Collection entries:

▬▬▬

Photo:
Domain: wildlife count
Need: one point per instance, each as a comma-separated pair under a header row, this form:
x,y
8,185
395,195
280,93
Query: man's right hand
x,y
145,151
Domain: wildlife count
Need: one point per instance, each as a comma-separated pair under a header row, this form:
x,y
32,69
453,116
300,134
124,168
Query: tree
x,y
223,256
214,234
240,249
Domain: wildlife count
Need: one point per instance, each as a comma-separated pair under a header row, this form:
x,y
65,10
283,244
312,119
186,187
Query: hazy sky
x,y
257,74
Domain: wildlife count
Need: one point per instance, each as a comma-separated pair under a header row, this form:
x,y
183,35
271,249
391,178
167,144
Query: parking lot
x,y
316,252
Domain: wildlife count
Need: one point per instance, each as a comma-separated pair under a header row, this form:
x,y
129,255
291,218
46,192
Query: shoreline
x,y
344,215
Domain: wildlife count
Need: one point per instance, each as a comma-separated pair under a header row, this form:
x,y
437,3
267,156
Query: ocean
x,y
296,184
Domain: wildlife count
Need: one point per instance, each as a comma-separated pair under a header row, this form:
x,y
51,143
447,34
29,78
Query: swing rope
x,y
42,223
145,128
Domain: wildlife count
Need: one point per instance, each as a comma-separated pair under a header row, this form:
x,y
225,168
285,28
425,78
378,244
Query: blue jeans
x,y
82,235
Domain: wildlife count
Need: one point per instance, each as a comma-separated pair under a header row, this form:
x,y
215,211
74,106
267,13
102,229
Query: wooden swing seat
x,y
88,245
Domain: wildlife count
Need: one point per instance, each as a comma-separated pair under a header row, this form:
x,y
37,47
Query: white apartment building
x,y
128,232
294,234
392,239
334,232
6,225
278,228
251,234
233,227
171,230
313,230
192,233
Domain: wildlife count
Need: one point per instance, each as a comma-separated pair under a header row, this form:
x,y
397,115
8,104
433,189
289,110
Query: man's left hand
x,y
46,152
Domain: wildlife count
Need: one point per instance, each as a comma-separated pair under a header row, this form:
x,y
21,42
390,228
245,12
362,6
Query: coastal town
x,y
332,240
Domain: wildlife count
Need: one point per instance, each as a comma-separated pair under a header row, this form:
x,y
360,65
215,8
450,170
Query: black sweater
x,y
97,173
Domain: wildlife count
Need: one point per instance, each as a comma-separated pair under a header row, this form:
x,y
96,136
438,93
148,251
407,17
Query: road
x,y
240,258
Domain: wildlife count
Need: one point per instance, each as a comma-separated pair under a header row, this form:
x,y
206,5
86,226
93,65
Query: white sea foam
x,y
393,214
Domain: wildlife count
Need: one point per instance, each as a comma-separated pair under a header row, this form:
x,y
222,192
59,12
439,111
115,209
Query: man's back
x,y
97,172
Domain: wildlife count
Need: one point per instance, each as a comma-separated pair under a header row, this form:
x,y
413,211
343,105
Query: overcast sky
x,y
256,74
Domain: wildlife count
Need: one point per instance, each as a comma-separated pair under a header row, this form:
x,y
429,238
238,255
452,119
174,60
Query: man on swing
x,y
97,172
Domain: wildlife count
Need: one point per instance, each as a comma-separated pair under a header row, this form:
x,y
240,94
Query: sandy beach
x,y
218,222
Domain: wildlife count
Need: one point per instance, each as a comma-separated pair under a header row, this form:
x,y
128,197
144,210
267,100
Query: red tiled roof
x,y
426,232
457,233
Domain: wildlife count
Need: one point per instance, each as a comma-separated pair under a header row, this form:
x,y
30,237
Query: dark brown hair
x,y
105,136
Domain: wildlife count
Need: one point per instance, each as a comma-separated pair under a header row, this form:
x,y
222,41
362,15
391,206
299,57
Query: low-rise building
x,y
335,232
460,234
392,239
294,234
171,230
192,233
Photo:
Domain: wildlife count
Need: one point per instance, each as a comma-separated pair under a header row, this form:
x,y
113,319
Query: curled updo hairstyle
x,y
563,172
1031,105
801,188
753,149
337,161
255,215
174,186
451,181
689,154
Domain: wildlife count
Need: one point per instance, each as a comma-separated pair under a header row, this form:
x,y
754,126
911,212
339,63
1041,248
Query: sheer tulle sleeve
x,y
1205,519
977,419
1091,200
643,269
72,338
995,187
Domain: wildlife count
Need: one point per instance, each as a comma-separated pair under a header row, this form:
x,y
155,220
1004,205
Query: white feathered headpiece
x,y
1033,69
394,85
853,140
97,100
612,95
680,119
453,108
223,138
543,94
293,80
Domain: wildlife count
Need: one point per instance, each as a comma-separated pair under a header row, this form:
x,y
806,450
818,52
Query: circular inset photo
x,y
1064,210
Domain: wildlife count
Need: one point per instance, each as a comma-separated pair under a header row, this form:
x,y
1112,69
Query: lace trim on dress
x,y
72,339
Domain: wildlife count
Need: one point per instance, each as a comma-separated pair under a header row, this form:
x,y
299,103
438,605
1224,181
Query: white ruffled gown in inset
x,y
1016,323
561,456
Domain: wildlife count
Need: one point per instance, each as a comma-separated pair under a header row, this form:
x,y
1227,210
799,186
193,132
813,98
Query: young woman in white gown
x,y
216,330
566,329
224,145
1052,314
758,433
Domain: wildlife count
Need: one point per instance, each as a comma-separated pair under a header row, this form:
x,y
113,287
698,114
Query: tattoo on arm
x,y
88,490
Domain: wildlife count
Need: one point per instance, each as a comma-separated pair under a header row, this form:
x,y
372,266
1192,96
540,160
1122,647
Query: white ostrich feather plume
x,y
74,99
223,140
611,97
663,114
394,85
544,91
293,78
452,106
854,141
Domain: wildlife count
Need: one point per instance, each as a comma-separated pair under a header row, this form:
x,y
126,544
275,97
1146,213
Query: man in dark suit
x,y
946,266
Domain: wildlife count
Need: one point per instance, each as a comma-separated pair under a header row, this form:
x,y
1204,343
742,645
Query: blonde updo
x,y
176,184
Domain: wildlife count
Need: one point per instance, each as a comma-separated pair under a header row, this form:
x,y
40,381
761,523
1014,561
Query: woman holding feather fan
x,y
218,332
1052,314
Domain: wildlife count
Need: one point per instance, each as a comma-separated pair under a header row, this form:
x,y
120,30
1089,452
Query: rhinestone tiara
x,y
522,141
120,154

▬▬▬

Each of the records is to be written out again exactly.

> _Output below_:
Photo:
Domain: wildlife count
Need: one point per instance, each as a comma-separated pair under a header row, this form:
x,y
8,185
395,195
280,93
Query: man's right hand
x,y
145,151
Domain: wildlife count
Need: one point per instance, each as a comma-separated pair under a header row, this form:
x,y
32,69
453,116
300,134
124,168
Query: tree
x,y
223,256
214,234
240,249
Domain: wildlife count
Need: one point per instance, each as a comma-separated pair under a header row, this form:
x,y
65,10
283,244
312,119
186,187
Query: hazy sky
x,y
257,74
Domain: wildlife count
Need: one point per instance, each as a comma-separated pair under a header row, this form:
x,y
183,35
271,249
391,178
167,144
Query: parking lot
x,y
316,252
Domain: wildlife count
Need: one point per instance, each as a comma-separated pair under a header row, this form:
x,y
129,255
291,218
46,192
Query: shoreline
x,y
344,215
Domain: wildlife count
Need: one point per instance, each as a comma-separated pair under a header row, this form:
x,y
437,3
267,156
Query: ocean
x,y
296,184
Domain: wildlife count
Need: one point per instance, each as a comma-separated pair under a header row, this form:
x,y
51,143
447,34
29,78
Query: swing rope
x,y
42,223
145,128
Domain: wildlife count
Need: one point per instance, each as a comma-separated pair under a header row, this form:
x,y
225,168
285,28
425,78
378,244
Query: blue jeans
x,y
82,235
Domain: wildlife count
Need: one point per instance, each as a comma-separated pair under a header row, this form:
x,y
215,211
74,106
267,13
102,229
Query: wooden swing seat
x,y
88,245
Domain: wildlife count
Need: one point per instance, each as a comma-separated pair under a header row, this form:
x,y
37,47
Query: white apartment building
x,y
128,232
294,234
392,239
334,232
6,225
278,228
251,234
233,227
171,230
313,230
192,233
Domain: wildlife count
Need: one point per instance, each as a comma-separated pair under a header row, this form:
x,y
397,115
8,104
433,189
289,110
Query: man's left hand
x,y
46,152
Domain: wildlife count
Need: one point per instance, each as a comma-separated pair under a header row, this form:
x,y
21,42
390,228
245,12
362,6
Query: coastal town
x,y
332,240
Domain: wildlife count
Need: one point per instance, each as a comma-separated pair under a header row, this form:
x,y
360,65
215,8
450,170
Query: black sweater
x,y
97,173
Domain: wildlife count
Need: one point per instance, each as a comma-separated pair under a header row, this form:
x,y
96,136
438,93
148,251
407,17
Query: road
x,y
240,258
Domain: wildlife count
Need: one point per instance, each as a comma-separated pair under a header row, this form:
x,y
206,5
86,226
93,65
Query: white sea foam
x,y
393,214
Domain: wildlife count
Need: one point per instance, each as a comma-separated pair under a header row, this form:
x,y
222,192
59,12
439,111
115,209
Query: man's back
x,y
97,172
Domain: wildlife count
Need: one point per instance, each as a comma-separated pair under a header row, this form:
x,y
413,211
343,105
Query: overcast sky
x,y
256,74
Domain: wildlife count
Need: one point per instance, each as a comma-separated pair under a header row, this form:
x,y
429,238
238,255
452,119
174,60
Query: man on swing
x,y
97,172
Domain: wildlife count
Need: one point per instance, each as a comma-separated pair under a header row, this form:
x,y
240,94
Query: sandy beach
x,y
218,222
Domain: wildlife count
Need: one point per instance, each as a comma-separated pair under a header row, this form:
x,y
128,197
144,210
267,100
Query: red tiled roof
x,y
426,232
457,233
Domain: wildlife count
Need: one point per instance, each as a comma-separated pair under a header row, this form:
x,y
30,237
Query: dark brown hair
x,y
105,136
Domain: wildlife count
Need: one point per instance, each as a comma-separated pair under a header row, this form:
x,y
222,41
362,15
391,206
299,57
Query: low-rise building
x,y
335,232
460,234
392,239
294,234
171,230
192,233
Photo:
Domain: wildlife count
Need: one point per instance, each as a comma-separated pair under a header row, this form:
x,y
113,319
Query: curled updo hairstyle
x,y
563,172
1031,105
801,188
753,149
337,161
255,215
174,186
451,181
689,154
Domain: wildlife count
Need: one point per instance, each as a comma-separated pair under a header row, this form:
x,y
754,126
911,212
339,63
1041,248
Query: sheer tulle sleeve
x,y
1205,519
977,419
1091,200
643,269
72,338
995,187
Domain: wildlife count
Need: one point per instance, each as a comma-separated pair under a header row, this form:
x,y
155,220
1004,205
Query: white feathered headpiece
x,y
1033,69
394,85
853,140
97,100
612,95
680,119
453,108
223,138
543,94
293,80
Domain: wildlife count
Need: one point per instance, each as a comma-separated pair under a header row, this form:
x,y
806,450
818,52
Query: circular inset photo
x,y
1064,210
Domain: wildlife count
Need: one point per instance, each as a comma-separated pair under a header row, this form:
x,y
1112,69
Query: lace trim on dress
x,y
72,339
Domain: wildlife count
Need: one point per instance, each as a comma-separated pair under a header row, this form:
x,y
299,103
438,605
1224,181
Query: white ruffled gown in inset
x,y
1016,323
561,456
Domain: wildlife count
Need: one point per instance, each as a comma-separated pair under a header row, this form:
x,y
1227,210
799,186
193,132
813,98
Query: young woman in white gown
x,y
216,330
566,329
224,145
1052,314
758,433
Domain: wildlife count
Need: one point per instance, each as a comma-separated pair under a header row, this form:
x,y
113,287
698,114
Query: tattoo on arm
x,y
88,490
Domain: wildlife count
Need: one point per instance, each as a comma-separated pair under a header row, this form:
x,y
372,266
1192,96
540,160
1122,647
Query: white ostrich feather plume
x,y
74,99
223,140
611,97
663,114
394,85
544,91
293,78
452,106
854,141
Domain: wildlife count
Need: one point per instance, each as a comma-separated pair under a header row, this form:
x,y
126,544
275,97
1146,213
Query: man in dark suit
x,y
946,266
Domain: wildlife count
Need: one point per instance, each as a comma-separated pair under a header row, this form:
x,y
1204,343
742,645
Query: blonde updo
x,y
176,184
Domain: wildlife count
Need: one point per instance, each as a comma-separated pair under a header row, this form:
x,y
40,381
761,523
1014,561
Query: woman holding feather fan
x,y
218,332
1052,314
Domain: wildlife count
Need: one point per instance, each as a comma-separated pair under a header row, this form:
x,y
120,30
1089,452
Query: rhinestone tiara
x,y
522,141
120,154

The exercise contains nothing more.